Exercise aim = Rewrite the rows below as one numbered list, one line per item, with blank lines dropped. Leave out the pictures.

Task material =
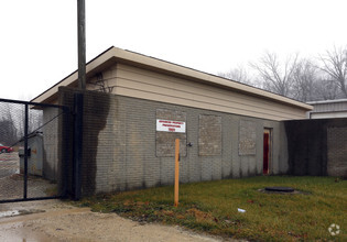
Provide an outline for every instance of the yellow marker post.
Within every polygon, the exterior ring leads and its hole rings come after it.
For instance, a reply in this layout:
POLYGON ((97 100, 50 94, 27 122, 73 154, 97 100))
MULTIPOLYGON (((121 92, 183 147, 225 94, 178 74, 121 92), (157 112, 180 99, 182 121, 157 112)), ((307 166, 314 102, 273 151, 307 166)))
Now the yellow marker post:
POLYGON ((175 207, 178 206, 178 178, 180 178, 180 139, 175 141, 175 207))

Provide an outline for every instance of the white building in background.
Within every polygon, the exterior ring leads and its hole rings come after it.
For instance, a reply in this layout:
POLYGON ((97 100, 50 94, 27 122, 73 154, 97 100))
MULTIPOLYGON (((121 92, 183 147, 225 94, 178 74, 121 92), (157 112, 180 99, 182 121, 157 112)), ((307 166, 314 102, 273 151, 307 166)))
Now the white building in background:
POLYGON ((313 110, 307 112, 308 119, 347 118, 347 99, 311 101, 313 110))

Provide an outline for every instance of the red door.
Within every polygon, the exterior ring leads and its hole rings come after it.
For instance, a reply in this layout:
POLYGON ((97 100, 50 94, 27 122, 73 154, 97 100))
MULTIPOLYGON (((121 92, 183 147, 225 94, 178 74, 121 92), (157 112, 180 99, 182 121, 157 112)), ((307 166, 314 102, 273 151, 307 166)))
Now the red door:
POLYGON ((269 163, 270 163, 270 130, 264 130, 264 139, 263 139, 263 166, 262 173, 264 175, 269 174, 269 163))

Result below =
1. Provide an outline for every instance of the yellow marker post.
2. Within every polygon, the exterior ring leads and its hole rings come after it.
3. For instance, a reply in this layout:
4. POLYGON ((97 100, 50 94, 27 122, 73 154, 97 100))
5. MULTIPOLYGON (((121 92, 183 147, 225 94, 178 74, 121 92), (157 112, 180 99, 182 121, 157 112)), ((307 166, 314 102, 273 151, 307 166)))
6. Now the yellow marker post:
7. POLYGON ((175 207, 178 206, 178 178, 180 178, 180 139, 175 141, 175 207))
8. Provide an outline for every instance of the white building in background.
9. Within every polygon, the exterior ring leads and its hole rings come after it.
10. For instance, a reply in this layout:
11. POLYGON ((97 100, 50 94, 27 122, 73 154, 97 100))
12. MULTIPOLYGON (((121 92, 183 147, 225 94, 178 74, 121 92), (157 112, 180 99, 182 121, 157 112)), ((307 166, 314 102, 273 151, 307 166)))
13. Now the white building in background:
14. POLYGON ((313 110, 307 112, 308 119, 347 118, 347 99, 311 101, 313 110))
15. Provide an outline for every instance of the red door.
16. Within every polygon, the exterior ring leads and its hole rings come after it.
17. For instance, a reply in this layout:
18. POLYGON ((97 100, 50 94, 27 122, 73 154, 97 100))
19. MULTIPOLYGON (((121 92, 183 147, 225 94, 178 74, 121 92), (157 112, 180 99, 182 121, 157 112)), ((307 166, 314 102, 273 151, 307 166)))
20. Now the red door:
21. POLYGON ((269 163, 270 163, 270 130, 264 130, 264 139, 263 139, 263 166, 262 173, 264 175, 269 174, 269 163))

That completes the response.